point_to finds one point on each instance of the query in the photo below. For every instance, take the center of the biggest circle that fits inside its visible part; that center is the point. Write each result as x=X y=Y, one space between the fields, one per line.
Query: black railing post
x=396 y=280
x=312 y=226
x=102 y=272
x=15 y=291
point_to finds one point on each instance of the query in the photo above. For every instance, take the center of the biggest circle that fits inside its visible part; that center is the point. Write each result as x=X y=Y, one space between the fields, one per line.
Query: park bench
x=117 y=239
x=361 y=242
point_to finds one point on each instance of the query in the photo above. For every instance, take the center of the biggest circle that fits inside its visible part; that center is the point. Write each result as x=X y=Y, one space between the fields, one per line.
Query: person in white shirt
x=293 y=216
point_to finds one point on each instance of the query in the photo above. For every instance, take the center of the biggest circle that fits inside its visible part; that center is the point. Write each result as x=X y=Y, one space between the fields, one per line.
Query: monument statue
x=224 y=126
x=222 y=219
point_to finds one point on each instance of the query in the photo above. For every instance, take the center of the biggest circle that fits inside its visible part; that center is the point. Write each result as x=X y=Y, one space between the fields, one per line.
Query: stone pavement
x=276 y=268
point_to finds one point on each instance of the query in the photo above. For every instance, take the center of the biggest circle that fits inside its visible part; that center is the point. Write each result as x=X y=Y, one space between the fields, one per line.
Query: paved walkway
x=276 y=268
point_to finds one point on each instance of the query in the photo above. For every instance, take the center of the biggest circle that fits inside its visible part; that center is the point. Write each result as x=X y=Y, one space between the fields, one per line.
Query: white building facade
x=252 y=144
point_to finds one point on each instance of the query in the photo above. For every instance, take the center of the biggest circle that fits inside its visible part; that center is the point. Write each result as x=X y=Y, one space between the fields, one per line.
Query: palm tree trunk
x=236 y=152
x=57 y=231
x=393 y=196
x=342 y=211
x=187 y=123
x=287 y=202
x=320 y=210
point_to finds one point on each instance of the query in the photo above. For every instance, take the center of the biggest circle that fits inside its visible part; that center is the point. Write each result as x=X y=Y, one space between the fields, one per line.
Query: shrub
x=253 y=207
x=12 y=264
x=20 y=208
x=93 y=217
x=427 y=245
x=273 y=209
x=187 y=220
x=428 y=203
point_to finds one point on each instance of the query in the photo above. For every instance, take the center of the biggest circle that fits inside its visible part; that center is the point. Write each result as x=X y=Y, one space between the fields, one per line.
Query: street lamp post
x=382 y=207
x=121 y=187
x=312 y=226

═══

YOUR TASK:
Reproduce all of the entries above, switching every "biggest" to "largest" and leaving everything else unchanged.

FINISHED ANSWER:
point_to finds one point on each instance of the query in the photo below. For every instance, take the center of the largest circle that fits inside its visible part; that center is the point. Write each result as x=X y=Y, one space between the fields, one per line.
Query: black railing post
x=396 y=280
x=312 y=226
x=102 y=272
x=15 y=291
point_to finds one point on each instance of the query in the photo above. For every instance, take the center of the largest circle that fits inside its visible part; that center is the point. Write each result as x=X y=Y, one space between the fields, one per line.
Query: park bench
x=117 y=239
x=361 y=242
point_to finds one point on each instance of the query in the photo above. For every instance, take the center of the largest circle that fits inside its visible part; that center is the point. Write each result as x=X y=Y, one space between the fields, one per line.
Query: person in white shirt
x=293 y=216
point_to finds one point on each instance of the query in the photo above. For every instance, take the center of the largest circle that fits inside its visible part; that center is the point. Write each result as x=X y=Y, one space between the fields, one per line.
Query: monument statue
x=224 y=126
x=222 y=219
point_to finds one point on each instance of the query in the photo above. For every instance, take the center of the largest circle that fits inside its visible part; that center is the point. Write each result as x=X y=Y, one space between the fields, one per line.
Query: stone pavement
x=276 y=268
point_to finds one point on each instance of the query in the photo above. For every instance, take the center of the largest circle that fits inside its visible part; that center is the point. Write each result as x=X y=Y, one space between the fields, one per line.
Query: paved walkway
x=276 y=268
point_to finds one point on each instance of the query in the photo above. For every instance, take the center of the largest circle that fits inside its visible part; that center is the point. Write each result as x=X y=Y, one space between the fields, one per line.
Query: white building facade
x=252 y=144
point_to finds one point on each instance of the query in the photo above. For every instance, take the center of the largest circle that fits inside its visible part; that center is the point. Write each result as x=X y=Y, one space between the fields, one per line.
Query: palm tree trunk
x=236 y=152
x=57 y=231
x=393 y=196
x=342 y=211
x=187 y=123
x=287 y=202
x=320 y=210
point_to finds one point on each instance of the query in the photo above. For every instance, take the center of the largest circle that fits inside its visible part; that center is the point. Write each result as x=X y=Y, one space between the fields, one per line.
Query: shrub
x=253 y=207
x=12 y=264
x=20 y=208
x=93 y=217
x=427 y=245
x=273 y=209
x=187 y=220
x=428 y=203
point_to finds one point on each instance of the query in the photo above. For every instance, take the center of the largest circle that fits inside its visible part; that center is the point. Write each result as x=X y=Y, one space between the fields, one per line.
Query: street lamp post
x=382 y=207
x=121 y=187
x=312 y=226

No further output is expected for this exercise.